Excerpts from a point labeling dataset
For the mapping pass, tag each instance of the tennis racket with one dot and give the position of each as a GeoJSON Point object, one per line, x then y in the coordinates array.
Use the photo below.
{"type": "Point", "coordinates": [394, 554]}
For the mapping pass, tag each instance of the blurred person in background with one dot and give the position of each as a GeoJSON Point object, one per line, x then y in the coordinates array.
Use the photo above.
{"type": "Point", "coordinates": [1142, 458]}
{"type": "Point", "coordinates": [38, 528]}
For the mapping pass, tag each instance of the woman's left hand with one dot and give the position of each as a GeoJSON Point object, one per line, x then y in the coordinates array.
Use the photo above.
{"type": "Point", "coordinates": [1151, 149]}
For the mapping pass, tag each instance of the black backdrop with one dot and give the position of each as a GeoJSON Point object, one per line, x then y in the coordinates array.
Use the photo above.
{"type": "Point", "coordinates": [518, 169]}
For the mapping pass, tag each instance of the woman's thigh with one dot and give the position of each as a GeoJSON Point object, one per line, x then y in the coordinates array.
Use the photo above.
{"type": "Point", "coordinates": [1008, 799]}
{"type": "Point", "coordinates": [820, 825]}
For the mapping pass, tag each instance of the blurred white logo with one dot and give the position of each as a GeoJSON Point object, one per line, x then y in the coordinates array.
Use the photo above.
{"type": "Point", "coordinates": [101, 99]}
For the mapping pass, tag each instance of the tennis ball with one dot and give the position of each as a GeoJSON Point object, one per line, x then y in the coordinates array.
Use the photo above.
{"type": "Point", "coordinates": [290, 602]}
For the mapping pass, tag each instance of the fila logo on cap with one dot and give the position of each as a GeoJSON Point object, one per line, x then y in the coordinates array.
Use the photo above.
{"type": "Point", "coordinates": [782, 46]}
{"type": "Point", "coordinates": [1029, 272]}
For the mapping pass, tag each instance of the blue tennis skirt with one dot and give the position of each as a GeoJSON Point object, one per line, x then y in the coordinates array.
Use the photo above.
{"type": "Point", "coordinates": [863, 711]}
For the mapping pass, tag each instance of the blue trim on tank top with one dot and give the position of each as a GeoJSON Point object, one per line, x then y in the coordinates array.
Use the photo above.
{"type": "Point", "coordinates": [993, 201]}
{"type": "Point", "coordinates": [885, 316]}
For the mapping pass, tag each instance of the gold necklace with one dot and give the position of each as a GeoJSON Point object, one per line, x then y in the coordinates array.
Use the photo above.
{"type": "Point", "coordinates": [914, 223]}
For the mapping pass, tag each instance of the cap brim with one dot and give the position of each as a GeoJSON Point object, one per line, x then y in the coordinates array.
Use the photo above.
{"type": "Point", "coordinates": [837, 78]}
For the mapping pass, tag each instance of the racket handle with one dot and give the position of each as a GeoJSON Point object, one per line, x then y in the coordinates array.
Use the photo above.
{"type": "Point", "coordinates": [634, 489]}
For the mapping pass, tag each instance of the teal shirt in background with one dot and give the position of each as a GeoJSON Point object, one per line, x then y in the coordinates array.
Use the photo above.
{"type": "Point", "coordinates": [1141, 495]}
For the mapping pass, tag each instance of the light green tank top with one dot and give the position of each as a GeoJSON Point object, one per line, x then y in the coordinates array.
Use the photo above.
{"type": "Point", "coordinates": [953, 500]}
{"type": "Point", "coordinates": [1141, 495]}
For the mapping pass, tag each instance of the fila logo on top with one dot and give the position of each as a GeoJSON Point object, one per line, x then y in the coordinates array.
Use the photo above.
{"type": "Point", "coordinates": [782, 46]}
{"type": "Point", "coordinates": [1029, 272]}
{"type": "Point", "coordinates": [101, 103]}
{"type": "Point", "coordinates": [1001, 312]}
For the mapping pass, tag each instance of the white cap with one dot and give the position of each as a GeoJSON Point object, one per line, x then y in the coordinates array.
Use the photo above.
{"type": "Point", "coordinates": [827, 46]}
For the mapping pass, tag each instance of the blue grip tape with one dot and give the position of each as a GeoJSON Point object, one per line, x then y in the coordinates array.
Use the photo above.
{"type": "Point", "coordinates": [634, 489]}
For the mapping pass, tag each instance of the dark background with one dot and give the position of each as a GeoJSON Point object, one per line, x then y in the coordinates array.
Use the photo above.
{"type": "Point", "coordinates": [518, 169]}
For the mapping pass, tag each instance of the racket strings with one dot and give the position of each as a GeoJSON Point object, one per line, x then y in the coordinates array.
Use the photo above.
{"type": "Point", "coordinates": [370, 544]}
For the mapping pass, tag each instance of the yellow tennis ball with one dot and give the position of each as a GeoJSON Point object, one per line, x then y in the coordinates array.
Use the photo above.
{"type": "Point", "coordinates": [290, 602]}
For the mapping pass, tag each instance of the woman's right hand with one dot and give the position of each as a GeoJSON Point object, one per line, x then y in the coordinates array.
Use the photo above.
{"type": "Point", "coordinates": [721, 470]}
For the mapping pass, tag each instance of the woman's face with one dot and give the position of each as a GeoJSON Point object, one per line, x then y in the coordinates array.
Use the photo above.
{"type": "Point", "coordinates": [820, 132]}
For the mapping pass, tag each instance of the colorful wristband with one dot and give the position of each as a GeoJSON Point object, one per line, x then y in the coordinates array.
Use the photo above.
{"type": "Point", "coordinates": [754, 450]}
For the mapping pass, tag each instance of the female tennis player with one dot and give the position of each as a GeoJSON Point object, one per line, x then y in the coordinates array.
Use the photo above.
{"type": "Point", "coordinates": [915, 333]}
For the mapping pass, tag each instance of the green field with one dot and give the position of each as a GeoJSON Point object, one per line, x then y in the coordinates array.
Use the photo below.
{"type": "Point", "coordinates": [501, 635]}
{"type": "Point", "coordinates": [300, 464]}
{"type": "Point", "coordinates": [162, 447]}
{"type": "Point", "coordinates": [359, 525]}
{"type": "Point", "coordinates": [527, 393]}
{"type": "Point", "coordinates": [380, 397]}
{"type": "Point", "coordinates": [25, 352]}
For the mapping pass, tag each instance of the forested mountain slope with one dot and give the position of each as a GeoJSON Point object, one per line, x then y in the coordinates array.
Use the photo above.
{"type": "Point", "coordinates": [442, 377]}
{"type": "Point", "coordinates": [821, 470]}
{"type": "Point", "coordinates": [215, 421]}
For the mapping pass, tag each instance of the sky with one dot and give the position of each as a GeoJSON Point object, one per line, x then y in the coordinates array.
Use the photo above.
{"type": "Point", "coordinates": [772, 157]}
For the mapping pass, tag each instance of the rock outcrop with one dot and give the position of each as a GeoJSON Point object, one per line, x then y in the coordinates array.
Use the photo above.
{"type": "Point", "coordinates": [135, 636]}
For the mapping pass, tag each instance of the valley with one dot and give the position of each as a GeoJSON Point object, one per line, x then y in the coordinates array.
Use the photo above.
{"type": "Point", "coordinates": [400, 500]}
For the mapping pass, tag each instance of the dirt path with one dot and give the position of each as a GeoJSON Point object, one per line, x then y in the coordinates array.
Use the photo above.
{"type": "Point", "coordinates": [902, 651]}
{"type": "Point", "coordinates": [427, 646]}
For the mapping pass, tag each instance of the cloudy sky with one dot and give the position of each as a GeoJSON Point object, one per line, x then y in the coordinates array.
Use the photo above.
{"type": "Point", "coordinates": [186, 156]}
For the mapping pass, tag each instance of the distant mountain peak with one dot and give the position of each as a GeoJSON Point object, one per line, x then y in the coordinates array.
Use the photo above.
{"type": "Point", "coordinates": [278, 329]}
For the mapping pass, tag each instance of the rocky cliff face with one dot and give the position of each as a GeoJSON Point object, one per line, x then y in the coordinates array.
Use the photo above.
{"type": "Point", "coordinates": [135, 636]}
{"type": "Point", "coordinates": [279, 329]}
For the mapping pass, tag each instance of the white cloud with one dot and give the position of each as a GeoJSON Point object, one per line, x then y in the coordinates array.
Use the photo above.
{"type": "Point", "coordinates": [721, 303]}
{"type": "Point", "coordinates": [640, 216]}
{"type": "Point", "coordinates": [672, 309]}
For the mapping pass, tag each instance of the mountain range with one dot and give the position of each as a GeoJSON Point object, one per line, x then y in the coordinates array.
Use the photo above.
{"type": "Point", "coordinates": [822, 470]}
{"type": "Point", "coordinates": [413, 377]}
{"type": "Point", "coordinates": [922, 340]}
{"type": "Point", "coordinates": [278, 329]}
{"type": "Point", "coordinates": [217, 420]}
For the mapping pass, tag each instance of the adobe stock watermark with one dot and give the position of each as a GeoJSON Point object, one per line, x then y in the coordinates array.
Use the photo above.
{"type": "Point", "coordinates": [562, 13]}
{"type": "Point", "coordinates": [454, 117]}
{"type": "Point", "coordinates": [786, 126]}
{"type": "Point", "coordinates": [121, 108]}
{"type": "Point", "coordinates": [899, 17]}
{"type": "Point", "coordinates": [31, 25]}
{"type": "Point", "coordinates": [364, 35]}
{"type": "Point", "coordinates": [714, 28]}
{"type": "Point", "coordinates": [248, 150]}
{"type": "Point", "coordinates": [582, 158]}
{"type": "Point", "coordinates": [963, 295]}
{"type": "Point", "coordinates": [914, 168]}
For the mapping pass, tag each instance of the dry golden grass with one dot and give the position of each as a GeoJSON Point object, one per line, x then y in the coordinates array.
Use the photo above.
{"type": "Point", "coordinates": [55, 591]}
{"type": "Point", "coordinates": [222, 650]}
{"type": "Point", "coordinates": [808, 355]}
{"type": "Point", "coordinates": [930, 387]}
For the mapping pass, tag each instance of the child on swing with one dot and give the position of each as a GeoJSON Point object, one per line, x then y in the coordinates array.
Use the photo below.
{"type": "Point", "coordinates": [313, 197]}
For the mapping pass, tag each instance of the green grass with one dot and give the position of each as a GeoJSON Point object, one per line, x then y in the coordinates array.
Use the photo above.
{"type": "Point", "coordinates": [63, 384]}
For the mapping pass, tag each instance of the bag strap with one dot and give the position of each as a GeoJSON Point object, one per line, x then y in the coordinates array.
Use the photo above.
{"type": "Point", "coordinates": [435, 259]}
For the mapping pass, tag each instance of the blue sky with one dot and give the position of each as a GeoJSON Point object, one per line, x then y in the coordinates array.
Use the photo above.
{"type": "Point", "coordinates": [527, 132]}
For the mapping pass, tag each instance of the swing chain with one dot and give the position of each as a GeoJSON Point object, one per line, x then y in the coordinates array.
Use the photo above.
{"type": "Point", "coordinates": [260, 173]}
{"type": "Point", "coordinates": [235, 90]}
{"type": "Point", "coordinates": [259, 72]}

**Written instruction**
Rewrite the data from the line containing "For the mapping pass, tag each instance of the blue sky" through the end of the data, inclusive, replacing "mapping pass" with "annotation round" and leaving everything else unchanged.

**Final answer**
For the annotation round, tag each instance of the blue sky with one dot and give the position of each as a GeoJSON Point object, one per line, x then y in the coordinates array.
Use the photo above.
{"type": "Point", "coordinates": [527, 132]}
For the annotation round, tag each instance of the swing chain with one dot and give the position of each as a GeoJSON Point object, one per line, x then y in the coordinates array.
Use the photo above.
{"type": "Point", "coordinates": [260, 173]}
{"type": "Point", "coordinates": [235, 90]}
{"type": "Point", "coordinates": [259, 72]}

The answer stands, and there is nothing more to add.